## YOUR GOAL
Could you copy exactly the lines below, beginning at the line with "Would you be able to point at the eyeglasses" and stopping after the line with "Target: ocean water", with no pictures?

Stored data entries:
<<<<
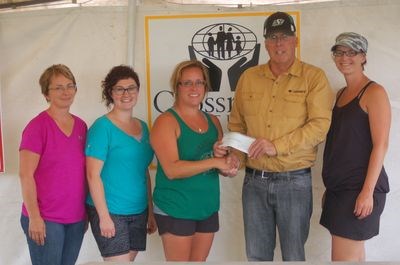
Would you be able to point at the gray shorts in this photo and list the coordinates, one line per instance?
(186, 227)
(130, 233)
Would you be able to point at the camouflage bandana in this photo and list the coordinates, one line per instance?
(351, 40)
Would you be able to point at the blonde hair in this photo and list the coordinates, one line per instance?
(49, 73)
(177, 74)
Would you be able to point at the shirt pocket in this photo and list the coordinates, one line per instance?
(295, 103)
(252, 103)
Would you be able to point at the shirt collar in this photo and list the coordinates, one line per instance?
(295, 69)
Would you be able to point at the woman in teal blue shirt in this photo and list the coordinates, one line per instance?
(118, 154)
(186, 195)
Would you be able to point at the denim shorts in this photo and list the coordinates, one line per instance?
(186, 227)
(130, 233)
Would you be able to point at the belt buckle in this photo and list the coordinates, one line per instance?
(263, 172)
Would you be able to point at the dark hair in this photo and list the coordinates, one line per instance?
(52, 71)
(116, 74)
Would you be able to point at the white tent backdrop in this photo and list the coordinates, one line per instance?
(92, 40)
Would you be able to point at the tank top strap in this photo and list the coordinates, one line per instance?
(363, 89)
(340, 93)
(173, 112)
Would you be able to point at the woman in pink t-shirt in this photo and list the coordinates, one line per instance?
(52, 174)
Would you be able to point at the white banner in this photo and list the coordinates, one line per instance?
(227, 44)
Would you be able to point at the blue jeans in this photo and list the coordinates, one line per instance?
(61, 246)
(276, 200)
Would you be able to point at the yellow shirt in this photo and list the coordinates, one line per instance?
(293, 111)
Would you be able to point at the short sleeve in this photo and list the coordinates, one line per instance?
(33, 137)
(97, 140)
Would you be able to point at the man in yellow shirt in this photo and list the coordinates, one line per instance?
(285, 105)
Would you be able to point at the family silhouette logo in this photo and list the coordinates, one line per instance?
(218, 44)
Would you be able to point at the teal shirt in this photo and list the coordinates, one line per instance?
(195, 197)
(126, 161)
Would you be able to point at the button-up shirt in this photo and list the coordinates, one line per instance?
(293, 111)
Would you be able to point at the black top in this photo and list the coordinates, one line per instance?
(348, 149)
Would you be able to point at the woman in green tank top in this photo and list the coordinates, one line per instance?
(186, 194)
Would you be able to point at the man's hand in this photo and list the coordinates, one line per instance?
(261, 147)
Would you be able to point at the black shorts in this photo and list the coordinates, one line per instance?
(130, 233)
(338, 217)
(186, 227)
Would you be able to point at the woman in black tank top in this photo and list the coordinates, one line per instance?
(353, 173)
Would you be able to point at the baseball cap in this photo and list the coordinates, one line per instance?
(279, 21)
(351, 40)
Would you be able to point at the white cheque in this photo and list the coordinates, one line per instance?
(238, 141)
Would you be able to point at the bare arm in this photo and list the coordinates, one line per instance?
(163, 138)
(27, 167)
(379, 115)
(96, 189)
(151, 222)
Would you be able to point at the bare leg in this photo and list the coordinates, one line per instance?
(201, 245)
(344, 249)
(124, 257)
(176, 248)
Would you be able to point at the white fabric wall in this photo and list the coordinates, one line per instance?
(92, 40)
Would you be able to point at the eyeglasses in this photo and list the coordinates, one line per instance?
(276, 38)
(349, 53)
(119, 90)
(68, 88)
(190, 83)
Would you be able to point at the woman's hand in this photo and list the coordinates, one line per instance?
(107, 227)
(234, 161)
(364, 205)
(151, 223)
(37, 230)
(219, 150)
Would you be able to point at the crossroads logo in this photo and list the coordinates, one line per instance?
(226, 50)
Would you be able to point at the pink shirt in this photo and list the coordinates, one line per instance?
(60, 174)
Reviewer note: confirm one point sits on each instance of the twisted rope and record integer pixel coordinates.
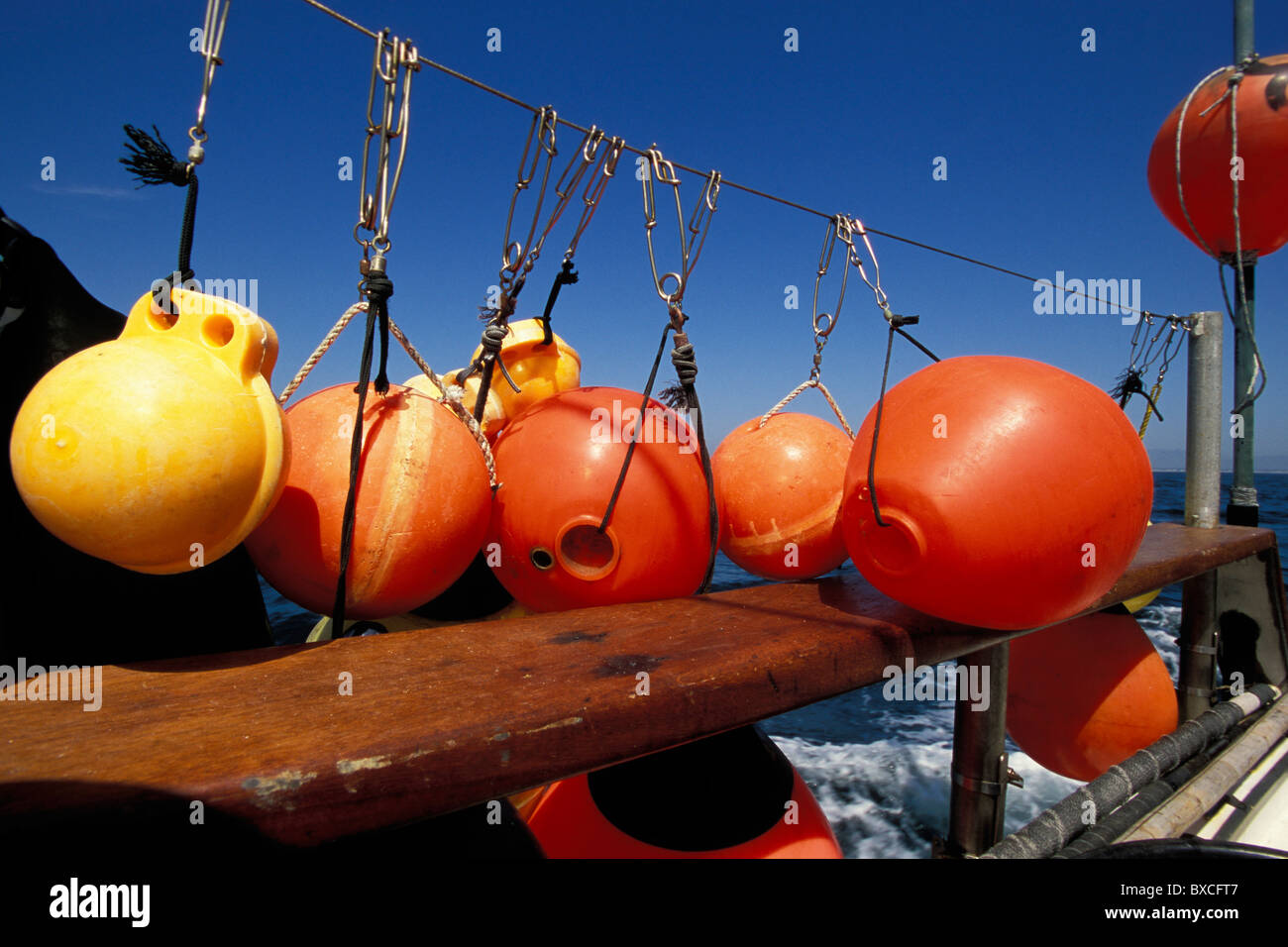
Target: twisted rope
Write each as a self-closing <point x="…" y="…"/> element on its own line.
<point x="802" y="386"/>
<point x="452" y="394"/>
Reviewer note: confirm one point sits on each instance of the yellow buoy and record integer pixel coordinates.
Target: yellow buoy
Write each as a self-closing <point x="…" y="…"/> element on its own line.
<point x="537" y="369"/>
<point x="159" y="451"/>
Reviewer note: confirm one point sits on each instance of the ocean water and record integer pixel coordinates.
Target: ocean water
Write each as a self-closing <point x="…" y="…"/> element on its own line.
>>>>
## EXPECTED ANSWER
Would you be able to point at the eyeglasses in this photo and list the coordinates, one line per instance?
(276, 38)
(349, 53)
(119, 90)
(68, 88)
(190, 83)
Would you be able to point at the woman's hand in this photo and list the coordinates, one line per instance?
(107, 227)
(234, 161)
(364, 205)
(151, 223)
(37, 230)
(219, 150)
Would you be able to point at the crossroads logo in this photo and list the coordinates, one line per instance?
(226, 50)
Would you be able to point at the pink shirt in this photo and list the coordinates, one line per instance?
(60, 174)
Reviewer note: confirm one point sits on each instance of the twisted rope and record integer pixel coordinates.
Target: twisted rope
Write each as a self-closing <point x="…" y="…"/> element on its own line.
<point x="802" y="386"/>
<point x="452" y="394"/>
Reviewer note: confirm one point sits on each instance of the yellow buoy and record integer pixel coordinates.
Target: yellow buoy
Write each as a self-closing <point x="…" y="…"/> element on its own line.
<point x="537" y="369"/>
<point x="159" y="451"/>
Reviewer note: confirm one point sits on each instance of the ocean water and record integer pixel coordinates.
Target: ocean water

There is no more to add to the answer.